◆ Exercise requirements: Could you copy every line of the data that contains "green"?

----- Records supplied -----

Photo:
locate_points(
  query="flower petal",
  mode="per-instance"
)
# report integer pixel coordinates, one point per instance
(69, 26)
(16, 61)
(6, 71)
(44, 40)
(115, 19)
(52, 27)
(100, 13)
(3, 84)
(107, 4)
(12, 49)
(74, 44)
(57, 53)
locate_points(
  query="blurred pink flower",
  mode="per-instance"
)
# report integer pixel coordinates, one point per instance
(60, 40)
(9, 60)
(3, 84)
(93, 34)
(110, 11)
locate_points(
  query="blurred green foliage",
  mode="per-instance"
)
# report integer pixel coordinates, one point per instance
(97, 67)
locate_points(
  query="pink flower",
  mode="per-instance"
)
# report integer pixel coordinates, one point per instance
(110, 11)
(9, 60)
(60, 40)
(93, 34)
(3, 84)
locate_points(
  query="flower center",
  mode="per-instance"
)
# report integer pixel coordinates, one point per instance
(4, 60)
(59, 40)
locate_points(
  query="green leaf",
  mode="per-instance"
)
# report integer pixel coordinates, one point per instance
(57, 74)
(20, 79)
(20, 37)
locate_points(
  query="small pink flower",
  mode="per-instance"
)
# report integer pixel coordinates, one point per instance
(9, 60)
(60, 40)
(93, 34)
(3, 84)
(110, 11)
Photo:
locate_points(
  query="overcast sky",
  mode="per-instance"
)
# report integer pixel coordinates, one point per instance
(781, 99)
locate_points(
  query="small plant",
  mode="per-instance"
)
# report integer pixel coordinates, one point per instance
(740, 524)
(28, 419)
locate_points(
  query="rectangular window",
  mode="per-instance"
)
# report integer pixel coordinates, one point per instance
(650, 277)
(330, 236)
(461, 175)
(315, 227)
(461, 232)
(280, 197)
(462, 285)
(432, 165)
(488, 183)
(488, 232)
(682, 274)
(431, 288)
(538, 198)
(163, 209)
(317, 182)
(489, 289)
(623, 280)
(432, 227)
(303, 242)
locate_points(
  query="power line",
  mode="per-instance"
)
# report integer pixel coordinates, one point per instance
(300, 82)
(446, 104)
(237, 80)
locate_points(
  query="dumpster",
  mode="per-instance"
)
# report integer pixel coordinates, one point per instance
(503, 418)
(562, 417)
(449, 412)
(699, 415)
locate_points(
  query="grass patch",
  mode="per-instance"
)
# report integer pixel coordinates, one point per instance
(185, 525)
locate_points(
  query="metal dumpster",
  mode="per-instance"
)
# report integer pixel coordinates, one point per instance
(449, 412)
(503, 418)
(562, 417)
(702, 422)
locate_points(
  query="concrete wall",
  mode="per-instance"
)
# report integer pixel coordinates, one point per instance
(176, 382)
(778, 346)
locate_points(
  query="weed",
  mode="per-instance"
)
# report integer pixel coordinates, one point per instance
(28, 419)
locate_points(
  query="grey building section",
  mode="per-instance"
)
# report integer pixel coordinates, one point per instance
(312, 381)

-----

◆ Answer for the task:
  query="blurred green foliage",
  query="green leaf",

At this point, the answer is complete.